_What is required_.
The answer should consist of all the records, written out word for word.

Natural language region descriptions
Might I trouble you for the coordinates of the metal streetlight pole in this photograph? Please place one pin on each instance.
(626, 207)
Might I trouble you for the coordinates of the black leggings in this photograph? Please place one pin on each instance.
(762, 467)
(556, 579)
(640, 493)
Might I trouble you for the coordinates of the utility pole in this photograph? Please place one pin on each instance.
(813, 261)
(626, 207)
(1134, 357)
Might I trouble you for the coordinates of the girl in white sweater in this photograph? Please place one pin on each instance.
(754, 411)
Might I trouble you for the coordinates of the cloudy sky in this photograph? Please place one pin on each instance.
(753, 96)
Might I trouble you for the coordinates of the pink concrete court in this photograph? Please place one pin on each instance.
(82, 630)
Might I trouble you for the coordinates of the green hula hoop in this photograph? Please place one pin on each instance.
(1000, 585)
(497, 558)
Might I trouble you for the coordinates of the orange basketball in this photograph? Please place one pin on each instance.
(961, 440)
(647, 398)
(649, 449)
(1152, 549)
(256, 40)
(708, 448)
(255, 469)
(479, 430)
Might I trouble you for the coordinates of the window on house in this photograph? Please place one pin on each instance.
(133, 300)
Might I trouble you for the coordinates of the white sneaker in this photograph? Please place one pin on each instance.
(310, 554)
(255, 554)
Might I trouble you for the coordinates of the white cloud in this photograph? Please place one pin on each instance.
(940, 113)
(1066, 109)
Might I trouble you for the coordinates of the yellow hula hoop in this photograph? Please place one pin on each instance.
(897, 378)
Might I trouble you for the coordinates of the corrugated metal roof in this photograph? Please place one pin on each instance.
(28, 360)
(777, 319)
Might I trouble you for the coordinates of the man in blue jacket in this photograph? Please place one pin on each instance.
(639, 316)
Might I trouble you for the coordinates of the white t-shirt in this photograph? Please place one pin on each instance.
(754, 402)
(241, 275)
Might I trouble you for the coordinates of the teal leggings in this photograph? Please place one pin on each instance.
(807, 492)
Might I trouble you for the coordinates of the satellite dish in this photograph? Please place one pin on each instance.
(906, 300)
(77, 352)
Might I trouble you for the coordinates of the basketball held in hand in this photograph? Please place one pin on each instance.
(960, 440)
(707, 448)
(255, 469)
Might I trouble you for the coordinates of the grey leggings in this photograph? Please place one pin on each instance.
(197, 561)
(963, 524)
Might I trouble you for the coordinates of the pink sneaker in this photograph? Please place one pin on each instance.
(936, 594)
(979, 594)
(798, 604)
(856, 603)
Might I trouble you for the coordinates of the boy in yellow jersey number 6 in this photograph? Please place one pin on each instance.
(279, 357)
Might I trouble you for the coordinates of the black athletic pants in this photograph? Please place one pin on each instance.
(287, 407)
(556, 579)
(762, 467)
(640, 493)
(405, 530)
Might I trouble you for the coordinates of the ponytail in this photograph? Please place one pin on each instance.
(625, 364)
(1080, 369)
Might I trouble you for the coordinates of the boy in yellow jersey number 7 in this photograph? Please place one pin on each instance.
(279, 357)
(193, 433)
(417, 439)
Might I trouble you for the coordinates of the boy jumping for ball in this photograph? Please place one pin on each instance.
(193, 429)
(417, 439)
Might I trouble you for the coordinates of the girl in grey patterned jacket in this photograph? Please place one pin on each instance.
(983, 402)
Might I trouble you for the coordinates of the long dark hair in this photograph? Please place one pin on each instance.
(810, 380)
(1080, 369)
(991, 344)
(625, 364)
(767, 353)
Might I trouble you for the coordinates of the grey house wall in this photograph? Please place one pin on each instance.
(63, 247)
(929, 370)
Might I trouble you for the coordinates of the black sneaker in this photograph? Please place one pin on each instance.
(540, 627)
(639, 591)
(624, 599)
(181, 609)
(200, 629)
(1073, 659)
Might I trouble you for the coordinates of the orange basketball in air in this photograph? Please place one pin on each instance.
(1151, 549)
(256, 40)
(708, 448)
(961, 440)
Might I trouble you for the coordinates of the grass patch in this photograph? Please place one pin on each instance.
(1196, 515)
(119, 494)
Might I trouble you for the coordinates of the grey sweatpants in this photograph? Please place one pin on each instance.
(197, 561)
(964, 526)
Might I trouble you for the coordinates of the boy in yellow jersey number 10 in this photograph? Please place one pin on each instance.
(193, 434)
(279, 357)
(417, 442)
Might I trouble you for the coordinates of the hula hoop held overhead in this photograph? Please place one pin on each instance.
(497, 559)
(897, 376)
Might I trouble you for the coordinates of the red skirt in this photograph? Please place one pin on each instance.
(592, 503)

_Result_.
Might I trouble you for the coordinates of the metal streetlight pole in this photograph? Please place one pin on each instance.
(626, 207)
Might I trouble you for the coordinates of the black leggings in this photograph? Please place one pin on each instance.
(762, 467)
(556, 579)
(640, 493)
Might I trouble you for the coordinates of the utility pole in this photograph? Please place one pin on each instance.
(813, 261)
(626, 207)
(1134, 357)
Might I trouble you for the coordinates of the girl in white sweater in this photograph? Please place one pin on each instance.
(754, 411)
Might I trouble you for the coordinates of the cloudy sky in this photograph? Please place one pin on each instance.
(753, 96)
Might I trouble you for the coordinates of the pink concrete court in this photograph? Please place one pin on each instance.
(82, 630)
Might I trouble you for the coordinates of the green hula hoop in this photograph? Please place one pin on each instance.
(1000, 585)
(497, 558)
Might I trouble you for the coordinates of the orange basketball in this photograph? Please place one pin on each instance.
(961, 440)
(647, 398)
(649, 449)
(1152, 549)
(256, 40)
(708, 448)
(255, 469)
(479, 430)
Might I trouble you for the coordinates of the window on house in this photograph? Please place one pin on each instance.
(133, 300)
Might I trouble you for the coordinates of the white sneaker in this photograph? Please place one pin on each instance.
(310, 554)
(255, 554)
Might I trouble you for the coordinates of the white cloud in this photograph? Please place one pin on each instance.
(940, 113)
(1066, 109)
Might I trouble you for the coordinates of the yellow hula hoop in this photograph? Please place one pin on each instance.
(897, 378)
Might I trouble you for the coordinates of the corrugated metal roof in this photograph? Please place one pin on each instance.
(28, 360)
(777, 319)
Might I trouble you for the coordinates of the man in blue jacket in this photograph? Please place one pin on each instance.
(639, 316)
Might I trouble you for the coordinates of the white t-shirt in this photograph? Please place one pin on each instance.
(754, 402)
(241, 275)
Might I trouble you for the coordinates of the teal leggings in this photograph? Please place one pin on each instance.
(807, 492)
Might I trouble you for the coordinates of the satellite dish in this photograph? Please place one pin on each instance.
(906, 300)
(77, 352)
Might I trouble you for the coordinates of the basketball held in hand in this photograph? Please place one pin on each instance.
(960, 440)
(707, 448)
(255, 469)
Might I trouble you for the coordinates of the grey leggings in this photograph? Please place one pin on each instance.
(197, 561)
(963, 524)
Might I trouble you for the coordinates of the pink sneaker in this photograph? Please place one pin on each instance.
(936, 594)
(979, 594)
(798, 604)
(856, 603)
Might I trouble you for the coordinates of the boy in yellow jersey number 6 in this photograph? Please place one pin on each instance.
(279, 357)
Might I trouble you for the coordinates of the black athletic pants in this photograph? Please place one pin on each instance.
(287, 407)
(556, 579)
(762, 467)
(640, 493)
(405, 530)
Might I trouble you for the coordinates of the ponytail in this photograph? Please place one pin on each instance.
(625, 364)
(1080, 369)
Might I trouble you for the coordinates of the boy in yellow jersey number 7 in this photograph? Please place one pin on each instance.
(279, 357)
(193, 433)
(417, 439)
Might I trouble you for the coordinates of the boy jumping for ball in this photograph? Please place one pin on each instance.
(193, 429)
(417, 439)
Might I trouble you for the coordinates of the girl in grey patterned jacket in this photograph? Please place one pin on each instance.
(983, 402)
Might I trouble you for the coordinates of the long dark hair in this photograph? Please place one pin on each instance.
(810, 380)
(1080, 369)
(991, 344)
(625, 364)
(767, 353)
Might I trouble you for the coordinates of the grey house wall in this photograph? Please place one pin on each instance.
(63, 247)
(929, 370)
Might I trouble you for the coordinates of the black sneaker in this photograph? Please place one pin on each instance.
(540, 627)
(639, 591)
(624, 599)
(181, 609)
(200, 629)
(1073, 659)
Might I trouble you for the coordinates of the orange basketball in air in this photograph? Please place one pin on each instance.
(1151, 549)
(256, 40)
(708, 448)
(961, 440)
Might I trouble you for the coordinates of the grass patch in this photograph? Please place one pin on each instance.
(1196, 515)
(119, 494)
Might I trouble you for the coordinates of the grey sweatpants in this photograph? Please place one pin on each instance.
(197, 561)
(964, 526)
Might I trouble you for the coordinates of the boy in yellow jersey number 10 in this photograph? Please place one pin on each instance.
(193, 434)
(279, 357)
(417, 442)
Might I trouble you for the coordinates of the hula hoop held overhead in this photograph? Please place one pin on each instance.
(497, 559)
(897, 376)
Might I trouble you for the coordinates of the red skirt in this photograph? Please place one pin on each instance.
(592, 503)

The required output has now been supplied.